-- Work to do --
Write out all of the material below line for line, without changing anything, and leave the pictures out.

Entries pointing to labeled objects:

====================

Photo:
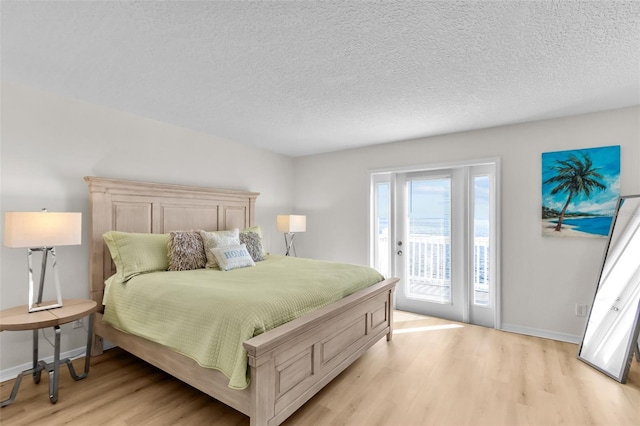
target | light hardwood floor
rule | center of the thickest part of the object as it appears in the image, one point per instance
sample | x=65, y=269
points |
x=435, y=373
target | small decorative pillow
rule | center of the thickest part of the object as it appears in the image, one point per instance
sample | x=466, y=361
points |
x=232, y=257
x=254, y=245
x=218, y=239
x=137, y=253
x=186, y=251
x=258, y=230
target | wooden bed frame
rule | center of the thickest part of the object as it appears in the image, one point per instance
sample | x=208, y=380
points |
x=288, y=365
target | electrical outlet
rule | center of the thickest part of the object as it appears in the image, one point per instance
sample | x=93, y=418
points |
x=581, y=310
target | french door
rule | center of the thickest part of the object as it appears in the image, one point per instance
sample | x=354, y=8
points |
x=436, y=231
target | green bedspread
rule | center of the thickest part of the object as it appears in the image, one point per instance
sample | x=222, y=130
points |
x=207, y=314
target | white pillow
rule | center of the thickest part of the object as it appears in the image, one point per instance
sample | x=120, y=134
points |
x=218, y=239
x=233, y=257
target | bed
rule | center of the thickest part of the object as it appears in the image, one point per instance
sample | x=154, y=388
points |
x=286, y=365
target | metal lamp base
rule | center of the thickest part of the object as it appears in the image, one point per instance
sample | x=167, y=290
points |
x=35, y=306
x=289, y=244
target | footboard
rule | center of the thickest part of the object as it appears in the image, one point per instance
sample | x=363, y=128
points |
x=292, y=363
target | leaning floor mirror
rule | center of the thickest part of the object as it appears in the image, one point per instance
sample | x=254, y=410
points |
x=611, y=335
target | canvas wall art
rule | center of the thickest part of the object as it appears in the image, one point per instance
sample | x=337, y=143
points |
x=579, y=191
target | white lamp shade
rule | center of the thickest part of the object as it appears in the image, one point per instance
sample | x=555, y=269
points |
x=292, y=223
x=42, y=229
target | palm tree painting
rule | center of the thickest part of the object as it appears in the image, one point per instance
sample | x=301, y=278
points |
x=580, y=189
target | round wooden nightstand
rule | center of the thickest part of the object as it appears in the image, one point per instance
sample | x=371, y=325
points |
x=19, y=319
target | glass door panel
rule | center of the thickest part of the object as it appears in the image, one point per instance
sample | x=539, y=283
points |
x=429, y=242
x=481, y=254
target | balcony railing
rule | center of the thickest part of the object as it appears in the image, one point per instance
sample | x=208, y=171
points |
x=429, y=260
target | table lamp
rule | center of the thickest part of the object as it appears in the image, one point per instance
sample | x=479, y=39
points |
x=290, y=224
x=42, y=231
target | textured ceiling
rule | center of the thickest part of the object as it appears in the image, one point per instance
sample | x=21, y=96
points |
x=304, y=77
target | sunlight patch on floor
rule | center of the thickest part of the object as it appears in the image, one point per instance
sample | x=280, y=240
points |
x=426, y=328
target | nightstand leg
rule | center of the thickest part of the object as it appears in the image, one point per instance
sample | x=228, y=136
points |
x=87, y=358
x=36, y=371
x=54, y=375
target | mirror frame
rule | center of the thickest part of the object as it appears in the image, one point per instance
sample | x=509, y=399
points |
x=633, y=344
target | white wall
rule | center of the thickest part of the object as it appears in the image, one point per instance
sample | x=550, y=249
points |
x=542, y=278
x=49, y=143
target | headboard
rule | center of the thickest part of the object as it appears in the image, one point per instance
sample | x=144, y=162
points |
x=130, y=206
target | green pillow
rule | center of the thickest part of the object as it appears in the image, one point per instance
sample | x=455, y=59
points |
x=135, y=253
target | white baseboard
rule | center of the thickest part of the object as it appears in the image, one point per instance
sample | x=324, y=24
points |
x=547, y=334
x=12, y=372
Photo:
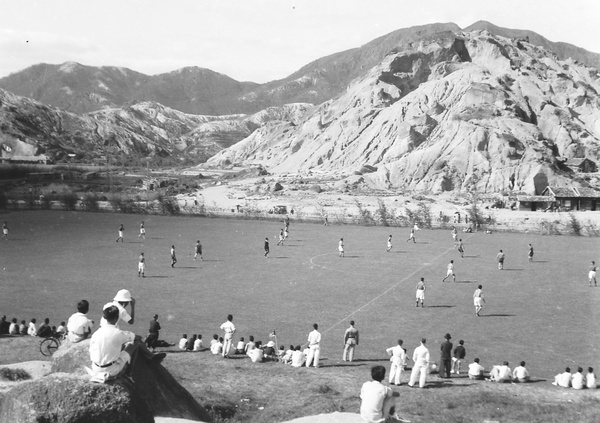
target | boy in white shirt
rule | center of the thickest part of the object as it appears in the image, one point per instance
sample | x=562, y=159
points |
x=79, y=327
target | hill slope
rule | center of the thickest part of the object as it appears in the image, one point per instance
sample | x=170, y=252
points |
x=455, y=111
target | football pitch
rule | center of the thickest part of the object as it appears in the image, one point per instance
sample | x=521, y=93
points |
x=542, y=312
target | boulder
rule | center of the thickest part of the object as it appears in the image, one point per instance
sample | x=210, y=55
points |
x=70, y=397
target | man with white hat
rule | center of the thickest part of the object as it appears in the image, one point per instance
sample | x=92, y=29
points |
x=121, y=300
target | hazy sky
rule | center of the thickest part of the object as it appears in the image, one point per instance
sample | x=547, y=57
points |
x=252, y=40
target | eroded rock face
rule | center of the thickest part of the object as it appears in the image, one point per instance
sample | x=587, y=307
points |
x=454, y=112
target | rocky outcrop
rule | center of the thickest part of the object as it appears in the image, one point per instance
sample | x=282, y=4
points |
x=67, y=394
x=453, y=112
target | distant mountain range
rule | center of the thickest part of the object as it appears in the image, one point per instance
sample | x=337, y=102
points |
x=80, y=89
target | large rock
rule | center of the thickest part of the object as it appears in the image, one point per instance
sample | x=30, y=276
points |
x=70, y=397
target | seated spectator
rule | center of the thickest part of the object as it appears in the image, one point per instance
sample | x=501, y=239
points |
x=112, y=349
x=32, y=329
x=4, y=326
x=217, y=347
x=298, y=357
x=280, y=352
x=183, y=342
x=563, y=379
x=239, y=348
x=476, y=370
x=378, y=402
x=250, y=345
x=79, y=327
x=189, y=346
x=269, y=352
x=257, y=353
x=501, y=374
x=61, y=330
x=13, y=329
x=287, y=357
x=577, y=379
x=520, y=373
x=23, y=328
x=590, y=379
x=45, y=330
x=198, y=343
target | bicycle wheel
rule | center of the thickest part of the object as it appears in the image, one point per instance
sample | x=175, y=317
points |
x=48, y=346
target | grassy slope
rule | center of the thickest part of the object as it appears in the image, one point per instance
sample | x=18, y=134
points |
x=541, y=312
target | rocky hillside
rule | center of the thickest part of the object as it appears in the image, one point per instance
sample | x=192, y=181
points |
x=79, y=89
x=129, y=134
x=453, y=111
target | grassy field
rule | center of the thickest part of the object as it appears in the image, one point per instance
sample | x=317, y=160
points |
x=541, y=312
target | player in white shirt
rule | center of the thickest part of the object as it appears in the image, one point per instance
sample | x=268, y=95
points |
x=450, y=272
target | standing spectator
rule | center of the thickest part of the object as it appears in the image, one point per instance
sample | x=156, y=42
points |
x=421, y=360
x=350, y=342
x=592, y=273
x=421, y=292
x=142, y=266
x=314, y=339
x=500, y=257
x=446, y=357
x=173, y=258
x=121, y=233
x=198, y=251
x=378, y=402
x=590, y=379
x=577, y=379
x=397, y=357
x=229, y=328
x=563, y=379
x=478, y=300
x=520, y=373
x=476, y=370
x=13, y=329
x=459, y=356
x=153, y=333
x=32, y=330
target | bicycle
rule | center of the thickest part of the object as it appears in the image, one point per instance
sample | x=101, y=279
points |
x=49, y=345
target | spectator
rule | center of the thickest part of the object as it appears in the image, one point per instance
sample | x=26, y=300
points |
x=563, y=379
x=198, y=343
x=378, y=402
x=520, y=373
x=183, y=342
x=79, y=327
x=577, y=379
x=13, y=329
x=32, y=330
x=590, y=379
x=501, y=373
x=476, y=370
x=45, y=330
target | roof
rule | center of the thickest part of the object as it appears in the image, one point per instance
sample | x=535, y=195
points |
x=571, y=192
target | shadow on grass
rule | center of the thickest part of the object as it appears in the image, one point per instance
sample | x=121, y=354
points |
x=497, y=315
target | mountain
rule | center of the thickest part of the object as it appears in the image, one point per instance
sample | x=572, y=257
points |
x=130, y=134
x=451, y=111
x=79, y=89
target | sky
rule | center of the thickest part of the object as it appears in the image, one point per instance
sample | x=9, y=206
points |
x=251, y=40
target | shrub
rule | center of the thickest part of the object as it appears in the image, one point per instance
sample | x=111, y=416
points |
x=14, y=375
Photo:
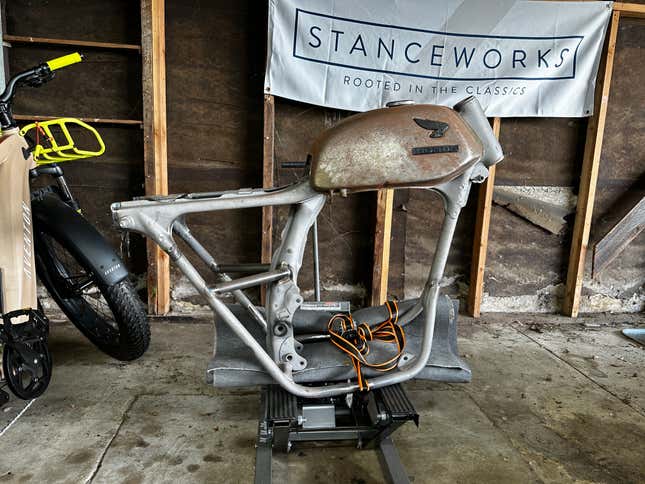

====================

-- Answer to the task --
Photo:
target | light hardwood floor
rule | center of the thickest part of the object as it appears in the image, one point per instance
sample | x=65, y=269
points |
x=435, y=373
target | small decorative pillow
rule | center of the thickest part of the object as it appears in the image, one point per instance
sample | x=466, y=361
points |
x=232, y=257
x=254, y=245
x=218, y=239
x=137, y=253
x=186, y=251
x=258, y=230
target | wooden bed frame
rule | center of the thickest part of the object as it appears in the image, one point per instance
sample | x=208, y=380
points |
x=288, y=365
target | electrical outlet
rule | center of the thickest part of the object as it appears in the image, one point per instance
sample | x=93, y=418
points |
x=581, y=310
target | french door
rule | center of the thickest part of the object as it appears in the image, one point per instance
sample | x=354, y=8
points |
x=436, y=231
target | green bedspread
rule | center of the thickest part of the object as it appears in the image, one point per instance
sample | x=222, y=130
points |
x=207, y=314
target | white pillow
rule | center of the thickest part of the object as it appears in the image, one point per instance
sample | x=120, y=134
points |
x=218, y=239
x=233, y=257
target | bed
rule | center of the thickest part of the object as it appears in the image, one point per instance
sample | x=154, y=388
points |
x=286, y=365
target | metal lamp base
rule | center of the thickest part of the object as it appears in the image, one point per instance
sample | x=167, y=290
points |
x=35, y=306
x=289, y=244
target | footboard
rule | center of the thickest part of the object as it appears in the image, one point per instance
sample | x=363, y=128
points |
x=292, y=363
target | leaning floor mirror
rule | center of the thickest part of the object as it appears in the image, one point per instance
sample | x=254, y=410
points |
x=611, y=335
target | canvas wall art
rule | center of the thickest part of the object as it appears in the image, one point per instance
sample | x=337, y=143
points |
x=579, y=191
target | white lamp shade
rule | center of the thickest part of the object as it appears in the image, one point per instance
sample | x=555, y=269
points |
x=292, y=223
x=42, y=229
target | palm tree painting
rule | center of the thickest part of the object as it appears in the image, one point per instance
sample | x=301, y=278
points |
x=580, y=189
target | round wooden nightstand
rule | center of the thickest part of the object as it appears in the image, one point per instance
sample | x=371, y=325
points |
x=19, y=319
target | glass door panel
rule | center of the thickest part of the object as it appears in the image, one point per instance
sample | x=539, y=283
points |
x=429, y=242
x=481, y=254
target | balcony railing
rule | center of the thickest part of the object as it appears in the image, one point per instance
sample | x=208, y=171
points |
x=429, y=260
target | table lamp
rule | center of the thickest part of the object as it appears in the image, one point per instance
sample | x=479, y=39
points |
x=290, y=224
x=42, y=231
target | textured ceiling
rule | center of the thickest part of the object as it appears in the image, one point per instance
sample | x=21, y=96
points |
x=304, y=77
target | sunlight patch on floor
rule | center of the thickest part of the object as it appears in the image, one point per instance
sample | x=280, y=240
points |
x=426, y=328
target | nightstand leg
rule | center of the thickest part of the object as it appears in the image, one point per instance
sample | x=228, y=136
points |
x=87, y=358
x=36, y=371
x=54, y=375
target | mirror frame
rule | center of the thickest part of the object as it appears in the image, one point per instance
sample | x=509, y=399
points |
x=633, y=344
target | white wall
rule | center of the thickest part of the object as it appears in the image, one point per instance
sample | x=550, y=249
points |
x=542, y=278
x=49, y=143
target | headboard
rule | center of the thickest part of the object as it appears in the image, one point per instance
sample | x=144, y=162
points |
x=130, y=206
target | green pillow
rule | center of the thickest part of the object as it appears in the image, one point per instance
sample | x=455, y=59
points |
x=135, y=253
target | white baseboard
rule | center of the thickest part of the object as it appears in the image, one point per instance
sample | x=324, y=24
points |
x=547, y=334
x=12, y=372
Photo:
target | boy in white shirt
rule | center of the thickest part of the object as it appears in the image, one point per instance
sample | x=562, y=159
points |
x=79, y=327
target | hill slope
rule | center of the thickest part of the object as it appears in the image, one point per instance
sample | x=170, y=252
points |
x=455, y=111
target | football pitch
rule | center of the thickest part of the object as it appears in the image, one point per instance
sample | x=521, y=93
points |
x=542, y=312
target | boulder
rule | center of the thickest part of the object as it appears in the image, one point per instance
sample | x=210, y=55
points |
x=70, y=397
target | man with white hat
rule | center of the thickest part of the object as it appears in the image, one point per instance
sample | x=92, y=29
points |
x=121, y=300
target | hazy sky
rule | center of the thickest part of the object as it appears in the image, one point per instance
sample | x=547, y=57
points |
x=252, y=40
target | eroded rock face
rule | center of the thickest part of the object as it appears in the image, one point per instance
sample | x=587, y=307
points |
x=454, y=112
target | rocky outcrop
rule | center of the thickest part of the object as it appears in the image, one point per instance
sample | x=282, y=4
points |
x=67, y=394
x=453, y=112
target | distant mountain range
rule | center of the thickest part of the object as it appears in the image, one point per instance
sample | x=337, y=102
points |
x=80, y=89
target | large rock
rule | center of the thickest part of the object as it appears in the image, one point per instance
sample | x=30, y=276
points |
x=70, y=397
target | seated spectator
rule | center of the thickest part of the object as it appears in the image, one point per instance
sample | x=501, y=239
points |
x=112, y=349
x=32, y=329
x=4, y=326
x=217, y=347
x=298, y=357
x=280, y=352
x=183, y=342
x=563, y=379
x=239, y=348
x=476, y=370
x=378, y=402
x=250, y=345
x=79, y=327
x=189, y=346
x=269, y=352
x=257, y=353
x=501, y=374
x=61, y=330
x=13, y=329
x=287, y=357
x=577, y=379
x=520, y=373
x=23, y=328
x=590, y=379
x=45, y=330
x=198, y=343
target | bicycle wheel
rule | center of the thickest part of the object as it appears in the image, one point per instance
sample | x=175, y=317
points |
x=48, y=346
target | grassy slope
rule | center of the thickest part of the object as it appears in the image, one point per instance
sample | x=18, y=134
points |
x=541, y=312
target | rocky hillside
rule | center of the thickest part of the object as it appears in the image, one point per instance
sample | x=192, y=181
points |
x=79, y=89
x=129, y=134
x=453, y=111
target | grassy field
rule | center of the thickest part of the object as it appears in the image, one point per instance
sample | x=317, y=160
points |
x=541, y=312
target | player in white shirt
rule | center of the thickest part of the object as it appears in the image, one point per instance
sample | x=268, y=95
points |
x=450, y=272
target | standing spectator
rule | center of the thickest part of the object as it appears in the image, one point per instance
sample | x=156, y=42
points |
x=421, y=360
x=350, y=342
x=592, y=273
x=421, y=292
x=142, y=266
x=314, y=339
x=500, y=257
x=446, y=357
x=173, y=258
x=121, y=233
x=198, y=251
x=378, y=402
x=590, y=379
x=577, y=379
x=397, y=357
x=229, y=328
x=563, y=379
x=478, y=300
x=520, y=373
x=476, y=370
x=13, y=329
x=459, y=356
x=153, y=333
x=32, y=330
target | bicycle
rule | center of the thickest part of the object as it appears in the image, one point per instance
sample | x=101, y=279
points |
x=49, y=345
target | spectator
rule | center of the thickest part of the object as it appears in the image, one point per instance
sample | x=26, y=300
points |
x=563, y=379
x=198, y=343
x=378, y=402
x=520, y=373
x=183, y=342
x=79, y=327
x=577, y=379
x=13, y=329
x=32, y=330
x=590, y=379
x=501, y=373
x=476, y=370
x=45, y=330
target | roof
rule | center of the thickest part of the object as it appears in the image, one point per instance
sample | x=535, y=195
points |
x=571, y=192
target | shadow on grass
rule | center of the thickest part of the object as it appears in the image, one point per instance
sample | x=121, y=354
points |
x=497, y=315
target | mountain
rule | center of the thickest part of the object as it appears in the image, one point per instance
sample | x=572, y=257
points |
x=130, y=134
x=451, y=111
x=79, y=89
target | sky
rule | center of the thickest part of the object as it appears in the image, one point per instance
sample | x=9, y=206
points |
x=251, y=40
target | shrub
rule | center of the thickest part of the object as it appears in the image, one point per instance
sample | x=111, y=416
points |
x=14, y=375
Photo:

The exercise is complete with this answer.